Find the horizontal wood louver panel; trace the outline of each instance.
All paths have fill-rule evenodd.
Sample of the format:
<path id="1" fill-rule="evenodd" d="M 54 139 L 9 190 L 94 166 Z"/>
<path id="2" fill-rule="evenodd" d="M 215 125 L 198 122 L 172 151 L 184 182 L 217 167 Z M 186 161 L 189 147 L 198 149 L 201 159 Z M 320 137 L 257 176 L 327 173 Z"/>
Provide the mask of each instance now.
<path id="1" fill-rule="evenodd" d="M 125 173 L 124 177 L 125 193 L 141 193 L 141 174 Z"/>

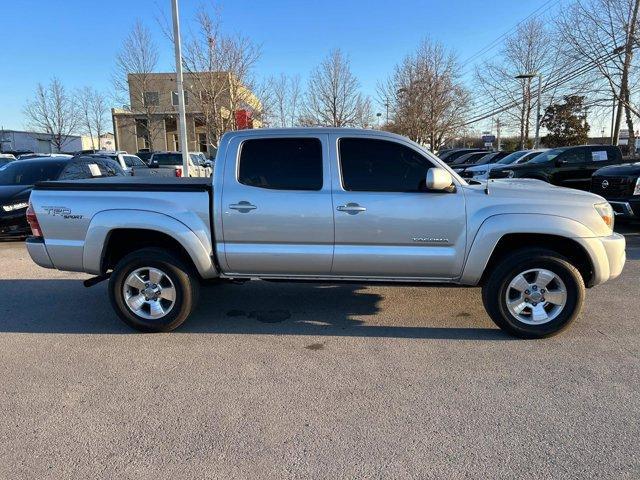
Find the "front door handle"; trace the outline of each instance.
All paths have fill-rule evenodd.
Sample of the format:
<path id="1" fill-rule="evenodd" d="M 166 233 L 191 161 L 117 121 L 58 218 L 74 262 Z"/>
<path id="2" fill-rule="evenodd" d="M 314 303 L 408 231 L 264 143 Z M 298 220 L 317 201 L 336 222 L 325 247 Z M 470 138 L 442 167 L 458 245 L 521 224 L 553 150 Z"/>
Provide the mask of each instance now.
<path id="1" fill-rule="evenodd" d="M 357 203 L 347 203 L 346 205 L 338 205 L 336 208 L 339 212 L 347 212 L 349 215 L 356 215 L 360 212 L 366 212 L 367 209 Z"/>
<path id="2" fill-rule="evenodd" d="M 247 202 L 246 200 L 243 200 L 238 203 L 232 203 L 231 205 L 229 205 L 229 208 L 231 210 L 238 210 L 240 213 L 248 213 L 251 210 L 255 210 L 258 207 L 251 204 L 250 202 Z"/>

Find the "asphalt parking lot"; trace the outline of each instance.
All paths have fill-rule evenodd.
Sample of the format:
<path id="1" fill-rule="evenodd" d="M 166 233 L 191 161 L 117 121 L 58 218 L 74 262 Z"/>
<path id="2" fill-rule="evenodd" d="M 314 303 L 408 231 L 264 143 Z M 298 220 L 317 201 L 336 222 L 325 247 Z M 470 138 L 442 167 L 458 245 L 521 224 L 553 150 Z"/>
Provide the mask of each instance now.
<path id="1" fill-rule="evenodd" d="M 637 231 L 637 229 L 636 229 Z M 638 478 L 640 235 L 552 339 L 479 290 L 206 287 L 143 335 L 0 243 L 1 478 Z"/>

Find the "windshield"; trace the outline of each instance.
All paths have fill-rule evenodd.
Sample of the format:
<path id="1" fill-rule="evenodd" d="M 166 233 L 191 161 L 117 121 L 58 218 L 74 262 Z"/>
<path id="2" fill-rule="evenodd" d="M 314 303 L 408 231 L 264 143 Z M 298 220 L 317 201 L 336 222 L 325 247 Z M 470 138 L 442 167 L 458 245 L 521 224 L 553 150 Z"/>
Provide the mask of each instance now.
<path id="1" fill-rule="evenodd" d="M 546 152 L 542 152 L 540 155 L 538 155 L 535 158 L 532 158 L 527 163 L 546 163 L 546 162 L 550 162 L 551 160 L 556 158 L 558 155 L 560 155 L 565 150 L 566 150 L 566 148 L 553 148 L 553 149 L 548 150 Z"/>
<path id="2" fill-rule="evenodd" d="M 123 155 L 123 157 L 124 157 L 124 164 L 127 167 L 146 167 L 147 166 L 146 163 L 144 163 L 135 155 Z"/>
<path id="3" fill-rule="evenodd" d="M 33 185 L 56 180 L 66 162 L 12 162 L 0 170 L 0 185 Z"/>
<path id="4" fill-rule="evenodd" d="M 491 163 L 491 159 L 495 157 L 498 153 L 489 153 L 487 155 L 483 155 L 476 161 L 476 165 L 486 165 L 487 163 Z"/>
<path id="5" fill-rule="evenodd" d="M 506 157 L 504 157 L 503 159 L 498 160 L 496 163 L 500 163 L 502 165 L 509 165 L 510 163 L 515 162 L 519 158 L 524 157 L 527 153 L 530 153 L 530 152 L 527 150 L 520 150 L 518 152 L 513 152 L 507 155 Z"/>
======
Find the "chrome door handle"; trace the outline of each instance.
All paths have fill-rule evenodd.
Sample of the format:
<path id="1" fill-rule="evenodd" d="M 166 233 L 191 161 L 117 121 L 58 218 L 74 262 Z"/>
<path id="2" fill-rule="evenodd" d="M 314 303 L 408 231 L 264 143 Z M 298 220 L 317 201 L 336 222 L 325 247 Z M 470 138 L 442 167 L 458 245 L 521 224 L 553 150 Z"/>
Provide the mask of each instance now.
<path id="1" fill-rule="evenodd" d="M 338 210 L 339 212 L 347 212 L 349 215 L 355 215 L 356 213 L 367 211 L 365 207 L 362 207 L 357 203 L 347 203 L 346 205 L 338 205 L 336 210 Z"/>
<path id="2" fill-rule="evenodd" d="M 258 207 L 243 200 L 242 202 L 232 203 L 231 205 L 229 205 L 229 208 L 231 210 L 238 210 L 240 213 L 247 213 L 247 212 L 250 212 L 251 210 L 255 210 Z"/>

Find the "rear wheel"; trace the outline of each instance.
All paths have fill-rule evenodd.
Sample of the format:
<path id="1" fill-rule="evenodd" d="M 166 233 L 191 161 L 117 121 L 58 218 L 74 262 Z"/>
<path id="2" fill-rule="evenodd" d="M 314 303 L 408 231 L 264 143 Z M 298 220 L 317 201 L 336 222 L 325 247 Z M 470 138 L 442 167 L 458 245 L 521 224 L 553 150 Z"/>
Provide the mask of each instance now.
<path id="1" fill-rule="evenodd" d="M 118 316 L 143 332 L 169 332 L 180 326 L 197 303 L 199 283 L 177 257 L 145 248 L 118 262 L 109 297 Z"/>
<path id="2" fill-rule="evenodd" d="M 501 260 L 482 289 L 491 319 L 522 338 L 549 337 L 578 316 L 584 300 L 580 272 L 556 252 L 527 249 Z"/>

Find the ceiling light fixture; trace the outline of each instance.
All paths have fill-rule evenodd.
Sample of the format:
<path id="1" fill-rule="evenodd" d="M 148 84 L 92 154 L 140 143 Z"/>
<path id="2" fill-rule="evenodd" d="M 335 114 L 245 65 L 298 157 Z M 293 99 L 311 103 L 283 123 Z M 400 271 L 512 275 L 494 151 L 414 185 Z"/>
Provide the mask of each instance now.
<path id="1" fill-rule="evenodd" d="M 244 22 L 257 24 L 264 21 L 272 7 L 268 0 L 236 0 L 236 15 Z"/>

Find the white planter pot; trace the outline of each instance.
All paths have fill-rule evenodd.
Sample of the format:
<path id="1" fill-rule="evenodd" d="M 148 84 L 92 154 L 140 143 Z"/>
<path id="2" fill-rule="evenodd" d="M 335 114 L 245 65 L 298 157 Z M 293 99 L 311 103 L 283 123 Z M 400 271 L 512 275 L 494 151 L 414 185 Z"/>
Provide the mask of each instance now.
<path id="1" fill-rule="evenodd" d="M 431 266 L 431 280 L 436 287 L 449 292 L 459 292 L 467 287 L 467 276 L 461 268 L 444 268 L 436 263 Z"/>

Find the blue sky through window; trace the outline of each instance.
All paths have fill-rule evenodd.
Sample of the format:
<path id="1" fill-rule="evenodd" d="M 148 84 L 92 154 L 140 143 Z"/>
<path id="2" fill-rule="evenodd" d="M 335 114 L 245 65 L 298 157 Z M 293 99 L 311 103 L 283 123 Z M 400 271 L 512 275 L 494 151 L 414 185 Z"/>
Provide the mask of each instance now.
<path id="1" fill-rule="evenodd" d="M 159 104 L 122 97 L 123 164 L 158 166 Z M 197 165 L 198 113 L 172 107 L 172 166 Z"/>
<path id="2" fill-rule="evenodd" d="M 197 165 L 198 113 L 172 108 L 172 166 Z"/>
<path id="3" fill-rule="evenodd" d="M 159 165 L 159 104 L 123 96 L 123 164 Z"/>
======
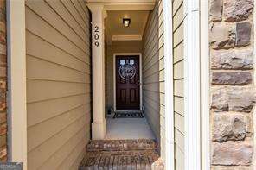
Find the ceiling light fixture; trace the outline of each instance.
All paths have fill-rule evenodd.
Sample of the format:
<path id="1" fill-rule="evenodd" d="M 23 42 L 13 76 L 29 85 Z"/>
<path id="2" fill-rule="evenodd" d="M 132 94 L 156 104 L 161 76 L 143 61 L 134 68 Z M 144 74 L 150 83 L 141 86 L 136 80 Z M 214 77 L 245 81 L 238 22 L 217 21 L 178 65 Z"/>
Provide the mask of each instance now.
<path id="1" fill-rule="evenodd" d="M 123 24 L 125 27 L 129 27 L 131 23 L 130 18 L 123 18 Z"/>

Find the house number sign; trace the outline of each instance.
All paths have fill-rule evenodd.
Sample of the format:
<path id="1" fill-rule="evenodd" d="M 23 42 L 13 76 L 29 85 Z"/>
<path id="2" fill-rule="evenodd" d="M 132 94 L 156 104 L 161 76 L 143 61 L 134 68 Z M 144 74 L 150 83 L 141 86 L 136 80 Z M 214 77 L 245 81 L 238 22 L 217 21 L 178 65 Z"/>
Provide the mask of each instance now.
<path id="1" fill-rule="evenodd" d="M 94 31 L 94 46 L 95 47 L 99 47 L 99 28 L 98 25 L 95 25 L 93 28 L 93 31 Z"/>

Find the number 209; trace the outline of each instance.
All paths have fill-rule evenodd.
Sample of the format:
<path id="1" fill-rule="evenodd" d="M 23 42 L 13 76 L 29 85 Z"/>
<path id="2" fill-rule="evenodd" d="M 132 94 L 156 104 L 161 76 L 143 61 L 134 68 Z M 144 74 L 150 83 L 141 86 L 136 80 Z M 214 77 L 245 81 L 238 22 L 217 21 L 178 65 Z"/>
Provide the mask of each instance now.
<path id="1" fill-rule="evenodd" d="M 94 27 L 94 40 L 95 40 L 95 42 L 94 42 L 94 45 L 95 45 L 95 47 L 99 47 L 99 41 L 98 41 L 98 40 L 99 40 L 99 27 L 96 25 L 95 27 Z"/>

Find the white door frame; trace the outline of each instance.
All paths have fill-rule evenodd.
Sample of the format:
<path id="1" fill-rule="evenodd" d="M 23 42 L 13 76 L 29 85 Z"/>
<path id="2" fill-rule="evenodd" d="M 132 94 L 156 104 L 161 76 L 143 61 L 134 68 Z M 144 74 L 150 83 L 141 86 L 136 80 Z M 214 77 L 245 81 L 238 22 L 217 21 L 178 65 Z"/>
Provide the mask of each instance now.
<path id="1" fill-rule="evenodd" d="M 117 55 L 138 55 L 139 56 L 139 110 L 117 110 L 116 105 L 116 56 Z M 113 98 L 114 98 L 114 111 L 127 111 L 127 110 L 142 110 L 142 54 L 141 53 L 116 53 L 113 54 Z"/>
======
Short exercise: Edit the material starting with the line that contains "Find the house" and going on through the line that contains "117 55 L 138", changing "Sample of the format" to "Example of the format" and keeping everything else the same. Return only those lines.

Worked answer:
Find the house number sign; trace the outline of each instance.
All paths have fill-rule evenodd.
Example of the format:
<path id="1" fill-rule="evenodd" d="M 23 42 L 13 76 L 29 85 Z"/>
<path id="2" fill-rule="evenodd" d="M 132 94 L 156 104 L 161 76 L 143 61 L 134 68 Z M 144 74 L 150 83 L 141 86 L 136 80 Z M 214 77 L 245 81 L 238 22 L 217 21 L 178 65 Z"/>
Provide the mask of each instance now.
<path id="1" fill-rule="evenodd" d="M 94 31 L 94 46 L 95 47 L 99 47 L 99 28 L 98 25 L 95 25 L 93 28 L 93 31 Z"/>

Find the number 209; trace the outline of each instance.
All paths have fill-rule evenodd.
Example of the format:
<path id="1" fill-rule="evenodd" d="M 23 42 L 13 76 L 29 85 Z"/>
<path id="2" fill-rule="evenodd" d="M 132 94 L 156 104 L 161 76 L 143 61 L 134 68 Z M 144 74 L 150 83 L 141 86 L 136 80 Z M 214 77 L 245 81 L 238 22 L 217 21 L 178 65 Z"/>
Provide the mask of each instance now.
<path id="1" fill-rule="evenodd" d="M 94 27 L 94 40 L 95 40 L 95 42 L 94 42 L 94 45 L 95 45 L 95 47 L 99 47 L 99 41 L 98 41 L 98 40 L 99 40 L 99 27 L 96 25 L 95 27 Z"/>

Find the white door frame; trace the outline of each instance.
All paths have fill-rule evenodd.
Example of the format:
<path id="1" fill-rule="evenodd" d="M 23 42 L 13 76 L 29 85 Z"/>
<path id="2" fill-rule="evenodd" d="M 132 94 L 156 104 L 161 76 L 143 61 L 134 68 Z M 144 74 L 150 83 L 141 86 L 136 80 Z M 214 77 L 245 81 L 238 22 L 217 21 L 178 65 Z"/>
Provide the mask of each instance now.
<path id="1" fill-rule="evenodd" d="M 117 55 L 138 55 L 139 56 L 139 110 L 117 110 L 116 105 L 116 56 Z M 113 98 L 114 98 L 114 111 L 127 111 L 127 110 L 142 110 L 142 54 L 141 53 L 116 53 L 113 54 Z"/>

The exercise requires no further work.